*Problem statement*:
Copy out the items from the line containing "Identify the cloud and" through the line containing "185;251;413;280", requests included, and shift every bounding box coordinate in the answers up by 96. Leave the requests and their format samples as they are.

*Labeled box records*:
□ □ □ □ □ □ □
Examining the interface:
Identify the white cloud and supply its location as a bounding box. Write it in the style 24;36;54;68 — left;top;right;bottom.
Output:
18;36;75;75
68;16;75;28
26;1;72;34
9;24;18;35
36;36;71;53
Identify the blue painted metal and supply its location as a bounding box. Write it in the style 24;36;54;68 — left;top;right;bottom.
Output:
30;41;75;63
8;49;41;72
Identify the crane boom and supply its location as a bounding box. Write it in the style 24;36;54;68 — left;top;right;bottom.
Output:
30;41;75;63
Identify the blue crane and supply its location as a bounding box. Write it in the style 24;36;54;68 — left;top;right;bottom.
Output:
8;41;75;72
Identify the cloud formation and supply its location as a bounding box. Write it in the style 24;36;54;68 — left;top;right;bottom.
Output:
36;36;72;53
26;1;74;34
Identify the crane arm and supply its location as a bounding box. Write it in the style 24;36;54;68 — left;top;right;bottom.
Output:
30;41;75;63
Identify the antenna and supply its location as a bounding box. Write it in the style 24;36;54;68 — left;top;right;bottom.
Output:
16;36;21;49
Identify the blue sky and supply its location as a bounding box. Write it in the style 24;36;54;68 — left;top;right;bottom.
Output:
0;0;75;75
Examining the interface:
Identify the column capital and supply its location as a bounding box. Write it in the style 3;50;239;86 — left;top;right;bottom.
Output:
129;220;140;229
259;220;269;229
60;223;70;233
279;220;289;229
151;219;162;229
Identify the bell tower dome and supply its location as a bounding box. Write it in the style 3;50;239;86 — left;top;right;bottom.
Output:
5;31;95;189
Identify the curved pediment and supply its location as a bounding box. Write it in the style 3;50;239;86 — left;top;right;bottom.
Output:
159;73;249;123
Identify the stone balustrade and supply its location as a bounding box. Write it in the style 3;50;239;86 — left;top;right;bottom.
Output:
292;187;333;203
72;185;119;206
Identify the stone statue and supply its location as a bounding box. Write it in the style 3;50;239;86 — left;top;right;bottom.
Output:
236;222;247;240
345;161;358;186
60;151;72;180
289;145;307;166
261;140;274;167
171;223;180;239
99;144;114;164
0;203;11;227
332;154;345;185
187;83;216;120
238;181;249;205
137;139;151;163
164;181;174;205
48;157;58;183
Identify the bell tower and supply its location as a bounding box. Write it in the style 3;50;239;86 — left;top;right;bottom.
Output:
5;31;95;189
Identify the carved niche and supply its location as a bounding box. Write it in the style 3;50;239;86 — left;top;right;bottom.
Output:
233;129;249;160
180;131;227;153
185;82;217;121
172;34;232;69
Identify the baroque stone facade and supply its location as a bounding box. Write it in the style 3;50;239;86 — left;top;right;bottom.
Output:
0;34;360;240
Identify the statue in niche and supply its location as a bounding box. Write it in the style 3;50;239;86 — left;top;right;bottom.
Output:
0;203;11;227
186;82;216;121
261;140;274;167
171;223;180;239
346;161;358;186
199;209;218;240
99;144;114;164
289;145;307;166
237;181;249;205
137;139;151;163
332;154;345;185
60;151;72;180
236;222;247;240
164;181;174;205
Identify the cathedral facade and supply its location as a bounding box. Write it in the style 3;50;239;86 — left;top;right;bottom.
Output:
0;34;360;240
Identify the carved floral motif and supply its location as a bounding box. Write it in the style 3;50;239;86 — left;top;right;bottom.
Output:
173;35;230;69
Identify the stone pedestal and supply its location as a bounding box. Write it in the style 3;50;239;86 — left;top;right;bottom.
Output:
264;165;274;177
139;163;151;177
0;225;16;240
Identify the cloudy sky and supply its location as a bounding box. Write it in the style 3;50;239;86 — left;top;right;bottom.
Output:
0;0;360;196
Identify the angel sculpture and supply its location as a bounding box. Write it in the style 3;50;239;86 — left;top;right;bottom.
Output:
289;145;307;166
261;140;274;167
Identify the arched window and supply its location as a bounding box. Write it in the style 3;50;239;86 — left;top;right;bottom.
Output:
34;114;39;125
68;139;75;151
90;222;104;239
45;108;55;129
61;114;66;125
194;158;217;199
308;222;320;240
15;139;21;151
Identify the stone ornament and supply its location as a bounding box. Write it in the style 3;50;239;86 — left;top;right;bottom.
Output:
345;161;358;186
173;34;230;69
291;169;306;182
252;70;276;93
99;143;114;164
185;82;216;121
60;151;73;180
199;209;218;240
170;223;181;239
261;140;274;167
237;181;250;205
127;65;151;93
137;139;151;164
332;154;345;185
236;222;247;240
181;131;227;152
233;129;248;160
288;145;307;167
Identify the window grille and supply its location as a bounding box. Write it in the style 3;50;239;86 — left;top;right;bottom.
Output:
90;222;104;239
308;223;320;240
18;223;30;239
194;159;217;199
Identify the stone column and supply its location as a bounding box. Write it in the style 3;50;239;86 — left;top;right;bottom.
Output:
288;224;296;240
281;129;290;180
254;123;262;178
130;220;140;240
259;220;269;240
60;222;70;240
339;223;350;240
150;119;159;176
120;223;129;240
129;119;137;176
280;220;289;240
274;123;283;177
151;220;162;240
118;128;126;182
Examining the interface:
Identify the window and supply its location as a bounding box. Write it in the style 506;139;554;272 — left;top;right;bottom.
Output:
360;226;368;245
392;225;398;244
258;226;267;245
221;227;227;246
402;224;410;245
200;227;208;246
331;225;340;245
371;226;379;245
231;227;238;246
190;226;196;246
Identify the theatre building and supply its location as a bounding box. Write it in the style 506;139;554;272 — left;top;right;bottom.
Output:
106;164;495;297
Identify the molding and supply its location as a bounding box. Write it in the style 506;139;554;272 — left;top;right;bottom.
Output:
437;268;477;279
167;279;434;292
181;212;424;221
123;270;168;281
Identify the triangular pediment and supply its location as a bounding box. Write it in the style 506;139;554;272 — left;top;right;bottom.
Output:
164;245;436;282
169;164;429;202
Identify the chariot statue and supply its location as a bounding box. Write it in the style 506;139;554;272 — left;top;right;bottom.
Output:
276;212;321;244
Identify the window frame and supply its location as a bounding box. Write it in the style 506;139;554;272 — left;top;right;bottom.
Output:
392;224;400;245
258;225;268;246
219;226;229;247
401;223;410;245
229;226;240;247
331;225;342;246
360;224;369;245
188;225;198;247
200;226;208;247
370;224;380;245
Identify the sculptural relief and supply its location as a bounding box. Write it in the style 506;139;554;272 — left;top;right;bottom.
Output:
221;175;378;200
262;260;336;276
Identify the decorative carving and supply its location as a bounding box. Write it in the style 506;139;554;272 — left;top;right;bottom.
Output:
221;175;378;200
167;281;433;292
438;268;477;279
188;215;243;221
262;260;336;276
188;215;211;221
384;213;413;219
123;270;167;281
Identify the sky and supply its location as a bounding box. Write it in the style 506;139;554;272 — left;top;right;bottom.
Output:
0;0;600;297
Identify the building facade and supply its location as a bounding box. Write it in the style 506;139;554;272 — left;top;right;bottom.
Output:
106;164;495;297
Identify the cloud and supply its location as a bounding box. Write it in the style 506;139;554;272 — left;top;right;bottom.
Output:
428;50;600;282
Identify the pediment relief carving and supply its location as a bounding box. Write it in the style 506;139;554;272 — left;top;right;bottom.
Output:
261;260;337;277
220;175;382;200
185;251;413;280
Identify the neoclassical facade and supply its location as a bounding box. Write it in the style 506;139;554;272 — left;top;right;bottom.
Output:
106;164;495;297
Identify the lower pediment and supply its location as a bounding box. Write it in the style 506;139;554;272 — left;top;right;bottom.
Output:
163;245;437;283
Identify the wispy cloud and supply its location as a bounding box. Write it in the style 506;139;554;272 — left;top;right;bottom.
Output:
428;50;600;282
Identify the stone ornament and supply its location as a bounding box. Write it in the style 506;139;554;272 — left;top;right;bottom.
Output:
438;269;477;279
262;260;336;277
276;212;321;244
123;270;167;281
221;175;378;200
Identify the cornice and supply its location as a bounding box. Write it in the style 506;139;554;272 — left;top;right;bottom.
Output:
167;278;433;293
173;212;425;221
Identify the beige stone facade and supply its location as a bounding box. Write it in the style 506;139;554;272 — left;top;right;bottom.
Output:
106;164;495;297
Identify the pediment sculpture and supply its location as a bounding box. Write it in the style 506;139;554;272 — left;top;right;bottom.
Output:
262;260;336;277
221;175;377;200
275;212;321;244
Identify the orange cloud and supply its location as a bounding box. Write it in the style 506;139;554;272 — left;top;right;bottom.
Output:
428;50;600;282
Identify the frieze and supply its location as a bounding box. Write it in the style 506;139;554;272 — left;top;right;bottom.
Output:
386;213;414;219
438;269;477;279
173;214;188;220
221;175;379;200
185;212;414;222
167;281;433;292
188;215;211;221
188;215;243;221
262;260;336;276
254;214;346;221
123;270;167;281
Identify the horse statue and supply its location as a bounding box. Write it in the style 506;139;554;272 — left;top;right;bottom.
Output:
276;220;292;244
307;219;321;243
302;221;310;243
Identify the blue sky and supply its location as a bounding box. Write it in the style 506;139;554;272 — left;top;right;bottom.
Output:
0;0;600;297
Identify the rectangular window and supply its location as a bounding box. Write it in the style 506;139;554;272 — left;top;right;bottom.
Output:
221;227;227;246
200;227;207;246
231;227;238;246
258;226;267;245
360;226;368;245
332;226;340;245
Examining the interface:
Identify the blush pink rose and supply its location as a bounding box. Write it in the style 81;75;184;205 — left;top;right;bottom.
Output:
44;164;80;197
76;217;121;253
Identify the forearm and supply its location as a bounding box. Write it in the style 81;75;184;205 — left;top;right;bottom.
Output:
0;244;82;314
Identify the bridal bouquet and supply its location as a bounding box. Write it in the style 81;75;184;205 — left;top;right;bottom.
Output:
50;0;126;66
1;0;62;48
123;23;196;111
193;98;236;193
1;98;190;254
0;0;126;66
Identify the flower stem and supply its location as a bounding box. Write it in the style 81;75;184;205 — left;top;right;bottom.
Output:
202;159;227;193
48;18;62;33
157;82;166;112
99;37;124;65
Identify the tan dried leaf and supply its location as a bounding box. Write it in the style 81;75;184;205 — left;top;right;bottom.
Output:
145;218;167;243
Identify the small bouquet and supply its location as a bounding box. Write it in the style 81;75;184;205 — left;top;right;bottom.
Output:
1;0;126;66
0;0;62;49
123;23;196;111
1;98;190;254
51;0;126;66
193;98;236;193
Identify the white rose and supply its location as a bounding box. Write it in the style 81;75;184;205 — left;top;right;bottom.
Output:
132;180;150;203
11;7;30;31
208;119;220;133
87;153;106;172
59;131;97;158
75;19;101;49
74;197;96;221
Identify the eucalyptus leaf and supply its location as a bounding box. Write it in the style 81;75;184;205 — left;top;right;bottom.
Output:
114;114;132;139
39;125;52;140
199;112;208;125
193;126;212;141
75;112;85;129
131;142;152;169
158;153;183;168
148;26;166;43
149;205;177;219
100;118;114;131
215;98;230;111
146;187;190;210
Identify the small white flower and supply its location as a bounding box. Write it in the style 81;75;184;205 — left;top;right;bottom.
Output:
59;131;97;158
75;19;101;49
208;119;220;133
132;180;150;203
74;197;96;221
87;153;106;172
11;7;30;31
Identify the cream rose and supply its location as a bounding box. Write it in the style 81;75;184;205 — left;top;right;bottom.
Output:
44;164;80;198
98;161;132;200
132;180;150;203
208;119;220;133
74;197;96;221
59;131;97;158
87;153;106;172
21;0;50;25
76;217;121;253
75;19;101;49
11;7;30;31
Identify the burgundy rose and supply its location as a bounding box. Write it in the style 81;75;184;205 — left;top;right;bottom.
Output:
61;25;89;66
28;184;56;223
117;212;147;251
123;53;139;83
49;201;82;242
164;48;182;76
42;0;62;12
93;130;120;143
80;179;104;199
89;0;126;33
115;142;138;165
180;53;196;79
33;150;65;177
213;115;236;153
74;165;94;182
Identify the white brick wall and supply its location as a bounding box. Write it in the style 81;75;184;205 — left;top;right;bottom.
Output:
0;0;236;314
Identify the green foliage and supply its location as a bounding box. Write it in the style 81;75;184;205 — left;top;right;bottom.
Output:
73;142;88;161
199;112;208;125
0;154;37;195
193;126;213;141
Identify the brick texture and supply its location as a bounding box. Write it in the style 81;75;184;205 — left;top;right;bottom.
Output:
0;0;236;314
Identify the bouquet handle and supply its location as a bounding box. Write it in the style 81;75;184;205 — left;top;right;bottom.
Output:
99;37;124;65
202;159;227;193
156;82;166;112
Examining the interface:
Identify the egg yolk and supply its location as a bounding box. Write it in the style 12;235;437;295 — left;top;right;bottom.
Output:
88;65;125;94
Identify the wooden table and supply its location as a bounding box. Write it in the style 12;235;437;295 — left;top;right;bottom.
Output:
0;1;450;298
□ □ □ □ □ □ □
*Reply to the task*:
Identify the cloud and supply its location as a bounding box. Write it in the style 506;139;554;272 — left;top;right;bottom.
Output:
524;146;696;378
Identify the pediment relief carving and supply its location as a bounding box. Write it in the style 506;139;554;272 — left;top;right;bottom.
Output:
357;356;433;373
316;271;478;296
281;347;509;376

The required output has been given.